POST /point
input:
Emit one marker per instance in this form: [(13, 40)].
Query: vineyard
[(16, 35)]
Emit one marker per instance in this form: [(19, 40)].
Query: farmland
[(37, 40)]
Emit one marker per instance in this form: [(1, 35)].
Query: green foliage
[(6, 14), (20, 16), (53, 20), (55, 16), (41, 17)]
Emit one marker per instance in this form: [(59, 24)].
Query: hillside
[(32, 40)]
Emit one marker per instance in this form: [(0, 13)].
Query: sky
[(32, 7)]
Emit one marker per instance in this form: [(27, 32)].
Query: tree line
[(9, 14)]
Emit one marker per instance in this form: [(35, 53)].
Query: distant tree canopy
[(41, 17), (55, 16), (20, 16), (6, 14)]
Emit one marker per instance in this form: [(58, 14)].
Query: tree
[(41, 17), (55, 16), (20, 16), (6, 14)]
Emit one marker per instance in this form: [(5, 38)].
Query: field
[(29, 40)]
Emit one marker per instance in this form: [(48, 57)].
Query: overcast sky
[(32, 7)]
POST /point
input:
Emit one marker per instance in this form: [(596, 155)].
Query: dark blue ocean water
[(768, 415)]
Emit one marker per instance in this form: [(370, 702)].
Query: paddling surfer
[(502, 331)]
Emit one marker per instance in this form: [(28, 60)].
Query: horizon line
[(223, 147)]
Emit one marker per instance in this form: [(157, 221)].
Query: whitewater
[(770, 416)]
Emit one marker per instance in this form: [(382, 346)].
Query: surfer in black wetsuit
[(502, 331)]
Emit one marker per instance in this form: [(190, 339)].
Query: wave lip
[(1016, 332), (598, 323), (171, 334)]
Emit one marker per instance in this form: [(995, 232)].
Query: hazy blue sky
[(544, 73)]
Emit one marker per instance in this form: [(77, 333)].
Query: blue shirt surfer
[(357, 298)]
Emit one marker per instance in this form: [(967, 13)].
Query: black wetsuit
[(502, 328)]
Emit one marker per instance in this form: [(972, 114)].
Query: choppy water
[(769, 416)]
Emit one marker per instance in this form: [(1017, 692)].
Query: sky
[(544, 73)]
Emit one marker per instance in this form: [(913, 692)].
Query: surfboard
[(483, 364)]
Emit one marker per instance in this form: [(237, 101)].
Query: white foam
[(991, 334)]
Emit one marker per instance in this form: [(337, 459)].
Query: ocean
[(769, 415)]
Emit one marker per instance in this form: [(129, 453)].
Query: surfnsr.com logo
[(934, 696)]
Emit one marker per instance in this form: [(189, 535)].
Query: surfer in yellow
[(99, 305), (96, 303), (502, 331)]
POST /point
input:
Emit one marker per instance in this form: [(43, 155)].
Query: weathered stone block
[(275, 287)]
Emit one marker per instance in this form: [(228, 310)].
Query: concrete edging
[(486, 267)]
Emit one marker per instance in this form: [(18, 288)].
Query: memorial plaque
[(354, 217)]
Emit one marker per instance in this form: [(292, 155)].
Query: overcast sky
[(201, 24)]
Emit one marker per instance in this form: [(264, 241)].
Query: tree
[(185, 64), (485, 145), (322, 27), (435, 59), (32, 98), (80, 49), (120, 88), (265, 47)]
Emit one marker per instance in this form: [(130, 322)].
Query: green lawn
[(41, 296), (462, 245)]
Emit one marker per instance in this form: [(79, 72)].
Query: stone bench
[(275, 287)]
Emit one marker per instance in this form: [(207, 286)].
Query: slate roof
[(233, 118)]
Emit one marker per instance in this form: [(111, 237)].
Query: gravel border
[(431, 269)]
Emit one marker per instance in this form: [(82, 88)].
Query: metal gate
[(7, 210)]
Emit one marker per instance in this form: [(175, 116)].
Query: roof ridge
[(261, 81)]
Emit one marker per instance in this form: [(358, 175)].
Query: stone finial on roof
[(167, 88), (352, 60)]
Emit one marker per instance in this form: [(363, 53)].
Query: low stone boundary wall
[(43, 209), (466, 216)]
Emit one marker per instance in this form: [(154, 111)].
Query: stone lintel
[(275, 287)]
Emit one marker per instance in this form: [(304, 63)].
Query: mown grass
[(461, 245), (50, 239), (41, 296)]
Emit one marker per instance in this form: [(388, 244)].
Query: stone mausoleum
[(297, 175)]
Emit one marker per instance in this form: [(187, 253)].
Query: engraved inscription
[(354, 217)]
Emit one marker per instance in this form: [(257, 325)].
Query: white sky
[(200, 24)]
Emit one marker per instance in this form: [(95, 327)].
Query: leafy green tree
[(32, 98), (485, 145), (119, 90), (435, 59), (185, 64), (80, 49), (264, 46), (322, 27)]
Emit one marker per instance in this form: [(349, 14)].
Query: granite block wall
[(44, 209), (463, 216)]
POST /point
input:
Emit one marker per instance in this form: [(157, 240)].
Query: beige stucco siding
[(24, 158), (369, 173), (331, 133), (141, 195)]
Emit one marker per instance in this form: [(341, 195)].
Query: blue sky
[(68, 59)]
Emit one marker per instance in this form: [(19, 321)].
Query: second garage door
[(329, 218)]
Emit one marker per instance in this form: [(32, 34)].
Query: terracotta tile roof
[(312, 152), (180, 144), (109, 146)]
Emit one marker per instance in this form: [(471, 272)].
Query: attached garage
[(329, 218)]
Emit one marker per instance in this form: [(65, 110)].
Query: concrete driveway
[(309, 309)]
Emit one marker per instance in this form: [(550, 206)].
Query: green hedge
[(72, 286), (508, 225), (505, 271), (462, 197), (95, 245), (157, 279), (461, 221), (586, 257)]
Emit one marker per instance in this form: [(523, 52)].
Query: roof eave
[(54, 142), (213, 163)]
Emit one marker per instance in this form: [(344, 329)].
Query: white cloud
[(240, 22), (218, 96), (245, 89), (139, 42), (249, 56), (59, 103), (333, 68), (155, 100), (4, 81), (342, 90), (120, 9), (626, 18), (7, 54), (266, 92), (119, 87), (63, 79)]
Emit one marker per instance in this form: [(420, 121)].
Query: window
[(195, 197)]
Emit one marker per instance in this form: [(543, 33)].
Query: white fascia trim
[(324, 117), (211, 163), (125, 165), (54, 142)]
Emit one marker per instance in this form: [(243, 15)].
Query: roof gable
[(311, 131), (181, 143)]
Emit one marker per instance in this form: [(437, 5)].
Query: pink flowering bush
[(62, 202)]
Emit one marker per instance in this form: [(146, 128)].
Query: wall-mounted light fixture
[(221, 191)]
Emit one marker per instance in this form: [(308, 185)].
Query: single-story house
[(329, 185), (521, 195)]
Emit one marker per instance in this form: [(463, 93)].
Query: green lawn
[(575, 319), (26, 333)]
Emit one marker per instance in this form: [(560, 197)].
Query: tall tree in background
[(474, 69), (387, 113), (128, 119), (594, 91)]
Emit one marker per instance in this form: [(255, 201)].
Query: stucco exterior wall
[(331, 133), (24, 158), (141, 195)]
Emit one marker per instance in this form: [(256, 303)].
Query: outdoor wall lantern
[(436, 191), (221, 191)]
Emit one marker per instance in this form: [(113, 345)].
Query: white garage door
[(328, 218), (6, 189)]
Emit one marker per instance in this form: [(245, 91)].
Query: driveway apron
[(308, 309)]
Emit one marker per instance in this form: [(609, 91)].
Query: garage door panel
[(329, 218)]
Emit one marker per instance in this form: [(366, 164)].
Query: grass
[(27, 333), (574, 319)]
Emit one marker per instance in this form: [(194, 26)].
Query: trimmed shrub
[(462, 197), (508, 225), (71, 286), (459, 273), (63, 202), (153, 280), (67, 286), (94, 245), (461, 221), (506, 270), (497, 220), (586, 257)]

○ ○ ○

Type the material above out again, exactly.

> CORRECT OUTPUT
POST /point
input:
Emit one marker per instance in this form: [(13, 40)].
Query: vineyard
[(16, 35)]
Emit one marker per instance in this form: [(19, 40)].
Query: farmland
[(37, 40)]
Emit one marker per instance in this form: [(1, 35)].
Query: green foliage
[(6, 14), (20, 16), (53, 20), (55, 16), (41, 17)]
Emit one marker per instance in this form: [(59, 24)].
Query: hillside
[(32, 40)]
Emit one marker per instance in this form: [(0, 13)].
Query: sky
[(32, 7)]
Emit one marker per instance in this form: [(27, 32)].
Query: tree line
[(9, 14)]
Emit one marker per instance in this form: [(35, 53)].
Query: distant tree canopy
[(41, 17), (55, 16), (20, 16), (6, 14)]
Emit one marker per instance in this form: [(58, 14)].
Query: tree
[(41, 17), (55, 16), (20, 16), (6, 14)]
Emit one marker per instance in this form: [(5, 38)].
Query: field
[(29, 40)]
Emit one marker per instance in this form: [(48, 57)].
Query: overcast sky
[(32, 7)]
POST /point
input:
Emit one marker per instance in this form: [(596, 155)].
Query: dark blue ocean water
[(768, 415)]
Emit one marker per instance in this form: [(370, 702)].
Query: paddling surfer
[(502, 331)]
Emit one marker per instance in this form: [(28, 60)].
Query: horizon line
[(223, 147)]
Emit one marker per instance in this form: [(157, 221)].
Query: whitewater
[(770, 416)]
Emit one marker per instance in this form: [(382, 346)].
Query: surfer in black wetsuit
[(502, 331)]
Emit one marker per instance in this form: [(190, 339)].
Query: wave lip
[(1016, 332), (598, 323), (171, 334)]
Emit one marker per instance in this form: [(995, 232)].
Query: hazy blue sky
[(544, 73)]
Emit one marker per instance in this form: [(77, 333)].
Query: blue shirt surfer
[(357, 298)]
Emit one marker per instance in this form: [(967, 13)].
Query: black wetsuit
[(502, 328)]
Emit one marker per instance in this form: [(972, 114)].
Query: choppy water
[(769, 416)]
Emit one marker per instance in this form: [(1017, 692)].
Query: sky
[(544, 73)]
Emit one marker per instance in this form: [(913, 692)].
Query: surfboard
[(483, 364)]
Emit one marker per instance in this form: [(237, 101)].
Query: white foam
[(991, 334)]
Emit one marker per instance in this form: [(337, 459)].
Query: ocean
[(769, 415)]
Emit one marker per instance in this form: [(129, 453)].
Query: surfnsr.com logo
[(934, 696)]
Emit one marker per instance in this form: [(189, 535)].
Query: surfer in yellow
[(99, 305), (96, 303), (502, 331)]
POST /point
input:
Emit one marker per instance in this form: [(43, 155)].
Query: weathered stone block
[(275, 287)]
Emit one marker per instance in this form: [(228, 310)].
Query: concrete edging
[(486, 267)]
Emit one marker per instance in this form: [(18, 288)].
Query: memorial plaque
[(354, 217)]
Emit one marker per instance in this form: [(292, 155)].
Query: overcast sky
[(201, 24)]
Emit one marker per instance in this form: [(264, 241)].
Query: tree
[(185, 64), (485, 145), (322, 27), (435, 59), (32, 98), (80, 49), (120, 88), (265, 47)]
Emit one marker per instance in this form: [(130, 322)].
Query: green lawn
[(41, 296), (462, 245)]
Emit one marker per instance in this form: [(79, 72)].
Query: stone bench
[(275, 287)]
Emit one marker per instance in this form: [(207, 286)].
Query: slate roof
[(233, 118)]
Emit one marker per instance in this form: [(111, 237)].
Query: gravel border
[(431, 269)]
Emit one marker per instance in this form: [(82, 88)].
Query: metal gate
[(7, 210)]
Emit one marker per instance in this form: [(175, 116)].
Query: roof ridge
[(261, 81)]
Emit one marker per instance in this form: [(358, 175)].
Query: stone finial on roof
[(167, 88), (352, 60)]
Emit one marker per instance in this form: [(363, 53)].
Query: low stone boundary wall
[(43, 209), (466, 216)]
Emit one marker per instance in this form: [(154, 111)].
Query: stone lintel
[(275, 287)]
Emit one marker per instance in this form: [(304, 63)].
Query: mown grass
[(461, 245), (50, 239), (41, 296)]
Emit one marker per instance in this form: [(388, 244)].
Query: stone mausoleum
[(297, 175)]
Emit one marker per instance in this form: [(187, 253)].
Query: engraved inscription
[(354, 217)]
Emit one marker per instance in this form: [(257, 325)].
Query: white sky
[(200, 24)]
Emit one marker per instance in this form: [(95, 327)].
Query: leafy green tree
[(32, 98), (485, 145), (119, 90), (435, 59), (185, 64), (80, 49), (264, 46), (322, 27)]
Emit one marker per instance in this form: [(349, 14)].
Query: granite block wall
[(44, 209), (463, 216)]
POST /point
input:
Emit one marker per instance in this form: [(157, 240)].
Query: beige stucco siding
[(24, 158), (369, 173), (331, 133), (141, 195)]
Emit one marker per instance in this form: [(341, 195)].
Query: blue sky
[(68, 59)]
Emit one marker per instance in this form: [(19, 321)].
Query: second garage door
[(329, 218)]
Emit one marker per instance in this form: [(32, 34)].
Query: terracotta tile roof
[(312, 152), (180, 144), (109, 146)]
Emit one marker per instance in this form: [(471, 272)].
Query: attached garage
[(329, 218)]
Emit one marker per instance in this form: [(65, 110)].
Query: concrete driveway
[(309, 309)]
Emit one marker per instance in this form: [(550, 206)].
Query: green hedge
[(72, 286), (508, 225), (505, 271), (462, 197), (95, 245), (157, 279), (461, 221), (586, 257)]
Emit one marker per instance in this form: [(523, 52)].
Query: roof eave
[(54, 142), (213, 163)]
Emit one marker per instance in this form: [(344, 329)].
Query: white cloud
[(240, 22), (218, 96), (245, 89), (139, 42), (249, 56), (59, 103), (333, 68), (155, 100), (4, 81), (342, 90), (120, 9), (626, 18), (7, 54), (266, 92), (119, 87), (63, 79)]
Emit one marker per instance in this form: [(420, 121)].
Query: window
[(195, 197)]
Emit one marker per instance in this form: [(543, 33)].
Query: white fascia trim
[(324, 117), (211, 163), (125, 165), (54, 142)]
Emit one marker per instance in this form: [(243, 15)].
Query: roof gable
[(311, 131), (181, 143)]
Emit one marker per instance in this form: [(437, 5)].
Query: pink flowering bush
[(62, 202)]
Emit one marker per instance in this form: [(146, 128)].
Query: wall-mounted light fixture
[(221, 191)]
Emit one marker per instance in this form: [(308, 185)].
Query: single-story house
[(329, 185), (521, 195)]
Emit one marker per instance in this form: [(463, 93)].
Query: green lawn
[(575, 319), (26, 333)]
Emit one marker per instance in this form: [(560, 197)].
Query: tall tree in background
[(474, 69), (387, 113), (128, 119), (594, 91)]
Emit one marker per instance in this form: [(255, 201)].
Query: stucco exterior wall
[(331, 133), (24, 158), (141, 195)]
Emit one marker per instance in this form: [(256, 303)].
Query: outdoor wall lantern
[(436, 191), (221, 191)]
Emit one marker per instance in this form: [(113, 345)].
Query: white garage door
[(328, 218), (6, 189)]
Emit one marker per instance in this form: [(245, 91)].
Query: driveway apron
[(308, 309)]
Emit one marker per instance in this form: [(609, 91)].
Query: garage door panel
[(329, 218)]
Emit one marker per instance in this form: [(366, 164)].
Query: grass
[(27, 333), (574, 319)]
Emit one marker per instance in this form: [(194, 26)].
Query: trimmed shrub
[(462, 197), (508, 225), (71, 286), (459, 273), (63, 202), (153, 280), (67, 286), (94, 245), (461, 221), (506, 270), (497, 220), (586, 257)]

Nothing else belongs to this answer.